_Task prompt_
Transcribe exactly the lines from the one holding "Every instance of the tallest" to the end of the data below, including both of those lines and no others.

_Exercise data_
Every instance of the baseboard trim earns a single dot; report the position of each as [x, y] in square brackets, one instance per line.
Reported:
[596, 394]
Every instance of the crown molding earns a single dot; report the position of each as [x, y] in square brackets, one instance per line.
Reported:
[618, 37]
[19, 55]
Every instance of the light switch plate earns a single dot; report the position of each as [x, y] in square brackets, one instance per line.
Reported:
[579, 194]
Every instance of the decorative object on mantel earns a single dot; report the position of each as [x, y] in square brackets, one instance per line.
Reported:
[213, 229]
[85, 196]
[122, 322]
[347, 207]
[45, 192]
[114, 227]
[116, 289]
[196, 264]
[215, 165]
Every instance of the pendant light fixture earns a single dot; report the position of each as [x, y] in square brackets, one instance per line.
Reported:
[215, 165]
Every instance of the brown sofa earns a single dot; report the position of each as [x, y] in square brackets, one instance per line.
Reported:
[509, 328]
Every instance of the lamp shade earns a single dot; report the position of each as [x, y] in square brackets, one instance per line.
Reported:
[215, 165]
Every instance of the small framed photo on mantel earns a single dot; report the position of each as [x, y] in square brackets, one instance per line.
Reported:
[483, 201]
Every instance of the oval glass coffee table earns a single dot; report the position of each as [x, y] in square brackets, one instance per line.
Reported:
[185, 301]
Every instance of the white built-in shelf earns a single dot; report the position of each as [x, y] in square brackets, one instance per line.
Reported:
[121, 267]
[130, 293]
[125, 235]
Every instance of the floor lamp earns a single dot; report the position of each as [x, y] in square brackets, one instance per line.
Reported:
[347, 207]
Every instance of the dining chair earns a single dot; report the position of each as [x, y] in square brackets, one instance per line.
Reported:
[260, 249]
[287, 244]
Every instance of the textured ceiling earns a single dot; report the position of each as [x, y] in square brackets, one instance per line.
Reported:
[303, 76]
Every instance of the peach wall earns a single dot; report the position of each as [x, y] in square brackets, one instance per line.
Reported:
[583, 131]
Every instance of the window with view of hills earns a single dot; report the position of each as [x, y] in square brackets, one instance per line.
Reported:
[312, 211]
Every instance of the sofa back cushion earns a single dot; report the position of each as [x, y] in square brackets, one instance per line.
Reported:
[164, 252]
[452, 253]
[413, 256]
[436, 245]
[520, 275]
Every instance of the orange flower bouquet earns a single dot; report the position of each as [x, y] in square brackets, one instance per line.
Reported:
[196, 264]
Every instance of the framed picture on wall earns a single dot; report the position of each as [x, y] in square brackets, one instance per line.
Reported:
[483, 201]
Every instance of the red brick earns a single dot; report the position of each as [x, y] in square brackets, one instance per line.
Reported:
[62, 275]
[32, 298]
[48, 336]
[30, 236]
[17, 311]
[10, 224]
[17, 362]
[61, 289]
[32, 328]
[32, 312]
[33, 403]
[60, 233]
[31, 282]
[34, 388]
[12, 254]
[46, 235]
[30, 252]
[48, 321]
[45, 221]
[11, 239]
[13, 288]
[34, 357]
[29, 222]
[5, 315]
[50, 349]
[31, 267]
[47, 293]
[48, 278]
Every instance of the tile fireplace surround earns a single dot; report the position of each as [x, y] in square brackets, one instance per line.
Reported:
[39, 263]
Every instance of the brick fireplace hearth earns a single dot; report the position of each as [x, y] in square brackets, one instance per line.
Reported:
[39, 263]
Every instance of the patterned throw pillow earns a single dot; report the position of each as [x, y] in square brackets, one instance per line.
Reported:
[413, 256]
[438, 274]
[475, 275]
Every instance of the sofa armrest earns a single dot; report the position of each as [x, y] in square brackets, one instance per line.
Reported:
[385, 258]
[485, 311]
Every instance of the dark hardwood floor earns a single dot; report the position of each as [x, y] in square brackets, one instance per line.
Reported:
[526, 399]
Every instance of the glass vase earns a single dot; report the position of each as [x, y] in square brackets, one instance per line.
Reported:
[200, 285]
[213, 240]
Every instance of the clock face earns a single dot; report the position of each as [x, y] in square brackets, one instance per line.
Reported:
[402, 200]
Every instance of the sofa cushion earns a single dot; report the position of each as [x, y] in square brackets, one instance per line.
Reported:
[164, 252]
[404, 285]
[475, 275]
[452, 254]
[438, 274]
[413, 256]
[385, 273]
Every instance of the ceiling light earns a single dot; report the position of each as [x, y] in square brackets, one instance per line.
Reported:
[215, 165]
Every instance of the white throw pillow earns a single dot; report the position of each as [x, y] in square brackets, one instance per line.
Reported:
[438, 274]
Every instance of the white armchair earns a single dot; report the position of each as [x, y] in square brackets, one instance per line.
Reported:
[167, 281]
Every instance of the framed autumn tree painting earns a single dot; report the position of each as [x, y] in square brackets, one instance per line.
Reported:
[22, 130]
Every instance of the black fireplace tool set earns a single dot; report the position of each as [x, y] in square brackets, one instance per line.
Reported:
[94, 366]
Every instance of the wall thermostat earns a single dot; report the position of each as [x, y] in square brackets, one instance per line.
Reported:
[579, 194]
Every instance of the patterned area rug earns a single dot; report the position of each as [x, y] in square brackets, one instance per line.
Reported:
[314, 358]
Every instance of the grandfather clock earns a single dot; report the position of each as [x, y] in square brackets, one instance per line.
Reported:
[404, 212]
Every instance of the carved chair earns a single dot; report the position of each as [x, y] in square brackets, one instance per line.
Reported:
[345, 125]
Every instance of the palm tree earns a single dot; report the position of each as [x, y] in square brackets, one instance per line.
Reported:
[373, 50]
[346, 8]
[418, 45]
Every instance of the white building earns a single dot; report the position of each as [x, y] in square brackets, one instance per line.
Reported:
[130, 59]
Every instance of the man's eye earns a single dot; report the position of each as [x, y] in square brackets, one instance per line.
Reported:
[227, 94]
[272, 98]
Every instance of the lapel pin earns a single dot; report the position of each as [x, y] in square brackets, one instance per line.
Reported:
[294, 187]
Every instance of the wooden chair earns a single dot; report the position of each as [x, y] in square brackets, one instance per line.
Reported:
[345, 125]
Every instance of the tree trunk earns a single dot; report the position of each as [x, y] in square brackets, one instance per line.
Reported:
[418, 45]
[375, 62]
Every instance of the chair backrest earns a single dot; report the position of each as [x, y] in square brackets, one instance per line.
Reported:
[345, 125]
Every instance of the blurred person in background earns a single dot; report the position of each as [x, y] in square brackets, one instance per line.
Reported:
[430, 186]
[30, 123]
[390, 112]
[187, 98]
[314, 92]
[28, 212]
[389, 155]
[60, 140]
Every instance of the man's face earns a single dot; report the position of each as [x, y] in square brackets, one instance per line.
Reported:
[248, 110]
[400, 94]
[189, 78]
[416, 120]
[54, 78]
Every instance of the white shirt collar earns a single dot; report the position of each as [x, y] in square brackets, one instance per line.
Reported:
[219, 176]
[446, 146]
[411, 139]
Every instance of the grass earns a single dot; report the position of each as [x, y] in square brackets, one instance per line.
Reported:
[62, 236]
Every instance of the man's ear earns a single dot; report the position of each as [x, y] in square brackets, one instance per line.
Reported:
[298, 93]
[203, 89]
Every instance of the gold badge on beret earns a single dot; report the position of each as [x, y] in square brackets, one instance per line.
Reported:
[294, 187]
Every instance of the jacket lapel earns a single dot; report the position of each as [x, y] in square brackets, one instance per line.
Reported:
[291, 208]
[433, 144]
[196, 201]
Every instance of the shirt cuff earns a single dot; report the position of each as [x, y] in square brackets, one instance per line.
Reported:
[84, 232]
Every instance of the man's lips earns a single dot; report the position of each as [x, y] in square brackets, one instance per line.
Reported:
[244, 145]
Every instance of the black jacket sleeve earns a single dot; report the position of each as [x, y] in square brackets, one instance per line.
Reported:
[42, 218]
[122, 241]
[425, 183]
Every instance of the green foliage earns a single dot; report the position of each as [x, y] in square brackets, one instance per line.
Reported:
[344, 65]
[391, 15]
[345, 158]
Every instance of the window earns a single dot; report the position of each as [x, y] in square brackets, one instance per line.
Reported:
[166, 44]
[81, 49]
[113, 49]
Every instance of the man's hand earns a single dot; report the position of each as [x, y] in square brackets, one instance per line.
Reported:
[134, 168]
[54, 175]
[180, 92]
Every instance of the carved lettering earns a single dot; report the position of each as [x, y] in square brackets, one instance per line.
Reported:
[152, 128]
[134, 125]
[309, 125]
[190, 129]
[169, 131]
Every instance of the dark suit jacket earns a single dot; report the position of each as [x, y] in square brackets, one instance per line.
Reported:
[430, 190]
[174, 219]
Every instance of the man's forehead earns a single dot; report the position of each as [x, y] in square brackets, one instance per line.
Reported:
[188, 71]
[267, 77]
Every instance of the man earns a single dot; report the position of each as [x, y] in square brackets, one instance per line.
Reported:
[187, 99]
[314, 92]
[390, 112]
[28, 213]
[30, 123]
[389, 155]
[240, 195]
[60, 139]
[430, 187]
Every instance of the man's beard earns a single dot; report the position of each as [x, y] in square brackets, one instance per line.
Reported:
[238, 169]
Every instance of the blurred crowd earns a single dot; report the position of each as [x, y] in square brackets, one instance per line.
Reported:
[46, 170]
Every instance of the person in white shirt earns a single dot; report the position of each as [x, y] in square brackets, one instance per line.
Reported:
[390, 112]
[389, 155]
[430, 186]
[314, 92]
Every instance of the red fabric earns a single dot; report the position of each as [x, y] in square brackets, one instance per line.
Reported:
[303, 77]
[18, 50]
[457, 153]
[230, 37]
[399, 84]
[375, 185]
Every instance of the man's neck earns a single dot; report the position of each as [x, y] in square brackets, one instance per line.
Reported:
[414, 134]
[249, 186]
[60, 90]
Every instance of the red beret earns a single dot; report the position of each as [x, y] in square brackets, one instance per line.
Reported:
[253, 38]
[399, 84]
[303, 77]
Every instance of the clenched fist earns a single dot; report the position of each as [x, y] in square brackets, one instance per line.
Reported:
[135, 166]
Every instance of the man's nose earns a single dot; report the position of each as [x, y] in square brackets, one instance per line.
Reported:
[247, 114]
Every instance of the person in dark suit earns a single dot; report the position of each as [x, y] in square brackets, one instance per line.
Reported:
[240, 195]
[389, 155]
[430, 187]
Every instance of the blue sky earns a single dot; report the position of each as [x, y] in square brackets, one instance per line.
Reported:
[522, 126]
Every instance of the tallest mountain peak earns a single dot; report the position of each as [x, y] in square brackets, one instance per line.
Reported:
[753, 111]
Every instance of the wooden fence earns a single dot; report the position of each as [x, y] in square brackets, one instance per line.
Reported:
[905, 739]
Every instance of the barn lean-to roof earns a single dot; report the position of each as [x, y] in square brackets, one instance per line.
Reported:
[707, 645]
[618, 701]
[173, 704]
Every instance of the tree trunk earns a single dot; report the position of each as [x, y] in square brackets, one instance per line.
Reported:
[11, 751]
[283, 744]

_Solution_
Every instance of the tallest mountain peak earns a single dot; report the position of each as [x, y] in square brackets, one instance per line.
Reported:
[753, 111]
Every instance of the wooden fence earns a single dot; report the position of each as [x, y] in square brackets, one instance per line.
Reported:
[905, 739]
Every instance of the barn lean-to roof earns a single dot; report the position of each as [x, y] in square brackets, one instance per line.
Reported:
[707, 645]
[618, 701]
[173, 704]
Every instance of the tree trunk earns a single dot; report the position of each as [x, y] in square brackets, one instance per line.
Reported:
[11, 751]
[283, 744]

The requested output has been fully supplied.